Text for analysis:
%%

My BI, Data Engineering, and Project Management team all have a shared standup. They all work on a bunch of different projects at any given time so we can't really do project specific standups. I am amazed at the dedication that the PM who runs the standup has on keeping things short, direct, and moving. About 15 folks are in on that meeting, and he's always done within 15 minutes. 17 minutes on a bad day. Any side conversations try and start up? "Let's table that".
> The biggest problem is that managers can easily fall into a trap where they have everyone in the same place so they can ask individuals questions that only really matter to them.
That can easily happen. On the other hand, where would you expect an EM to ask individual questions that matter to them ?
My experience as an EM is that this really depends on the team, including domain and maturity. For example, if you have a team of mostly junior members, well, the "micro managing" version of standup is often useful. It gives a way to see how people can communicate their issues to other team members, especially when you're new as an EM.
For more mature teams who don't have issues, I generally don't do standups, unless there is something critical and the project priorities at risk.
The weekly 1:1s or project syncs that are also happening on top of standup, schedule a new meeting with the relevant participants if that’s too late from now, Slack or email if it’s a simple Q&A, JIRA ticket if it requires some work to investigate and answer.
We used to call it "Executive Storytime". We'd even project the status doc onto the screen AND have everyone read their part aloud to everyone in the room. Although in reality, the message was entirely for the VP and other big shots in the room, who would occasionally have questions. I imagine these are the kinds of things you think about on your deathbed, while you wonder if you spent enough time with your family throughout your life.
> The biggest problem is that managers can easily fall into a trap where they have everyone in the same place so they can ask individuals questions that only really matter to them.

%%

Plain-language descriptions of regions:
%%

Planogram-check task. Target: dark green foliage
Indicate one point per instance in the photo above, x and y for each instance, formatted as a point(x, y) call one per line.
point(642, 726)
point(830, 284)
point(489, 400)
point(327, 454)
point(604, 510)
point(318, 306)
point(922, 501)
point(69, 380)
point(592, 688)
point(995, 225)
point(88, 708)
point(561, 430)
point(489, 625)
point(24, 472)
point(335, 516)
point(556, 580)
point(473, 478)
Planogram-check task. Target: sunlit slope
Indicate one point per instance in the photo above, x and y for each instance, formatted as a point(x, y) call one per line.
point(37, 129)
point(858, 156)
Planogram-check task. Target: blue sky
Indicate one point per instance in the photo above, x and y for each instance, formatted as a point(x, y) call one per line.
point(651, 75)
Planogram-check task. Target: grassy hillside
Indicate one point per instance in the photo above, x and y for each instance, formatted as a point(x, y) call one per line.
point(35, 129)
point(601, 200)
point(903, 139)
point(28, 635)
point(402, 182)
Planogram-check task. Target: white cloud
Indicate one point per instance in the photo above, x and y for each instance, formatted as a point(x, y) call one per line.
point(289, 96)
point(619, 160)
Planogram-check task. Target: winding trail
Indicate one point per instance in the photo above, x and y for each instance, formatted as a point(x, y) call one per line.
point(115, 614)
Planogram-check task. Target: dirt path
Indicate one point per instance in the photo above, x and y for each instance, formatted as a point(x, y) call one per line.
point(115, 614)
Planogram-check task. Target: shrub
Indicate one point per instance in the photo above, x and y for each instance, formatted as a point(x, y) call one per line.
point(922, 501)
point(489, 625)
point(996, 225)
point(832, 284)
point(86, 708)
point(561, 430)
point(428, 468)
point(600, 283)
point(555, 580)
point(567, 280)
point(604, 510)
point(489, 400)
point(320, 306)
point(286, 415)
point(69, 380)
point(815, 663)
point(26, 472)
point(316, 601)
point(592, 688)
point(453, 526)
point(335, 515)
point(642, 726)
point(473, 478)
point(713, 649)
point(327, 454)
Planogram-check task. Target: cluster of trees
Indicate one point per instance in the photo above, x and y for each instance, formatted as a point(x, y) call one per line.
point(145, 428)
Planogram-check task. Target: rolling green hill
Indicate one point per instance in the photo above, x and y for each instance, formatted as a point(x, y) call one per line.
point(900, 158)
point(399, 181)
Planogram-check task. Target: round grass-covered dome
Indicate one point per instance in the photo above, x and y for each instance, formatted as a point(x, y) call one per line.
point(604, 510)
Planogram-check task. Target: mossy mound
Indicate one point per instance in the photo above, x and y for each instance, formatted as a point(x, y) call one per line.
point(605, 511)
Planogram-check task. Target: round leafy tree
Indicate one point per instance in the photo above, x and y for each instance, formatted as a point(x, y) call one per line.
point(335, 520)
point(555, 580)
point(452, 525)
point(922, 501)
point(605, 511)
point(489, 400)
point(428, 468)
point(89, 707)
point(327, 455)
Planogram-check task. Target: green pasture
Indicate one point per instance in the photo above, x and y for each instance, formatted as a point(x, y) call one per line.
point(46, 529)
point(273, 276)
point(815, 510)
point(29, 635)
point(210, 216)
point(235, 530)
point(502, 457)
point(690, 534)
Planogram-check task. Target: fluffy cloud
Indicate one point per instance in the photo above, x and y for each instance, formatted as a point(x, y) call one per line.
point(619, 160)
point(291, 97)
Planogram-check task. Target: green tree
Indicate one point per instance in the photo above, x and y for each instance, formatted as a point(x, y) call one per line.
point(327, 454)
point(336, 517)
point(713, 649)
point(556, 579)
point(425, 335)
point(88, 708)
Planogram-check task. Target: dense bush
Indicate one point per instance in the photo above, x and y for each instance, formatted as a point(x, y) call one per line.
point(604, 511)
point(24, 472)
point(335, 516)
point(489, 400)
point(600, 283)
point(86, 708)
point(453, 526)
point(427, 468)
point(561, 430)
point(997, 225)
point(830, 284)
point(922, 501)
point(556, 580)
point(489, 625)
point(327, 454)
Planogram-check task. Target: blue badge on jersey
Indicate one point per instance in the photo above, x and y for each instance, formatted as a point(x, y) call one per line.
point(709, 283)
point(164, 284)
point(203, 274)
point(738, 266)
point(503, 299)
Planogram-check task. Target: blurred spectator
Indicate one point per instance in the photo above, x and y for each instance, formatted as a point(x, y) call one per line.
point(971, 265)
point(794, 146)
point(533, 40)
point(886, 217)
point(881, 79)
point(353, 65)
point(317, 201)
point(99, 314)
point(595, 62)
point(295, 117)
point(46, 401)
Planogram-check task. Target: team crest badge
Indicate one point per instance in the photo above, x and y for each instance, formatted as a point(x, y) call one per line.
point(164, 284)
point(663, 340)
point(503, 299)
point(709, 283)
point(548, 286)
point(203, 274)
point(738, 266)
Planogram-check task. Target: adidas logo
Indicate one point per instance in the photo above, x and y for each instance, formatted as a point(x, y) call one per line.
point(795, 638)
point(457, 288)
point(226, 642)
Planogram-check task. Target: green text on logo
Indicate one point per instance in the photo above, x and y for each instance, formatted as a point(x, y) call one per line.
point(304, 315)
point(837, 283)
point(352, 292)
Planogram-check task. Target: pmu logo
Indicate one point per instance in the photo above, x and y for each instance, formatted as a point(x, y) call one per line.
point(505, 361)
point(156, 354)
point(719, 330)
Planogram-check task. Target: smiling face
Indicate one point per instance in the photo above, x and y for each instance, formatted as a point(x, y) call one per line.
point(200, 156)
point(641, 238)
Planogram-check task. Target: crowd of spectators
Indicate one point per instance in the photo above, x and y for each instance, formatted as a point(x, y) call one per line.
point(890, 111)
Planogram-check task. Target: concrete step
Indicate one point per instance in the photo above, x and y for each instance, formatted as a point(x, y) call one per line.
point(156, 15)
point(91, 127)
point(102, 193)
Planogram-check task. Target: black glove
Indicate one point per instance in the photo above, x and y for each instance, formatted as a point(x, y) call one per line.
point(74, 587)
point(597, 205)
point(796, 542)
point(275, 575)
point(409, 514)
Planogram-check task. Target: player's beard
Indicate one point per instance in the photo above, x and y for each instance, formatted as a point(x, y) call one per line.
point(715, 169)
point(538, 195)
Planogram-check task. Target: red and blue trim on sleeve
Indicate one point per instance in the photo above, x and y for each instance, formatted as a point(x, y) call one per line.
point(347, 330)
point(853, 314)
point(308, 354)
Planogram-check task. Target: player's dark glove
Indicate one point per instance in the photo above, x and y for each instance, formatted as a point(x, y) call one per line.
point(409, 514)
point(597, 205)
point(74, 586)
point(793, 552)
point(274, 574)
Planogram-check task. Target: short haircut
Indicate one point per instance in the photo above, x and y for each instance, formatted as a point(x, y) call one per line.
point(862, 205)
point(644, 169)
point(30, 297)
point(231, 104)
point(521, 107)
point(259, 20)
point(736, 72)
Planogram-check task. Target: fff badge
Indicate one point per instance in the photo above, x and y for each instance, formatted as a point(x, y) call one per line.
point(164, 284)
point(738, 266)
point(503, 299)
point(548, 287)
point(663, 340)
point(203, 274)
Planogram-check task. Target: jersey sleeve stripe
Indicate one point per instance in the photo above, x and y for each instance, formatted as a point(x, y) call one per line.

%%

Exercise objective:
Reproduce the standup discussion word for word, beginning at "That can easily" and stopping after "investigate and answer.".

Output of the task:
That can easily happen. On the other hand, where would you expect an EM to ask individual questions that matter to them ?
My experience as an EM is that this really depends on the team, including domain and maturity. For example, if you have a team of mostly junior members, well, the "micro managing" version of standup is often useful. It gives a way to see how people can communicate their issues to other team members, especially when you're new as an EM.
For more mature teams who don't have issues, I generally don't do standups, unless there is something critical and the project priorities at risk.
The weekly 1:1s or project syncs that are also happening on top of standup, schedule a new meeting with the relevant participants if that’s too late from now, Slack or email if it’s a simple Q&A, JIRA ticket if it requires some work to investigate and answer.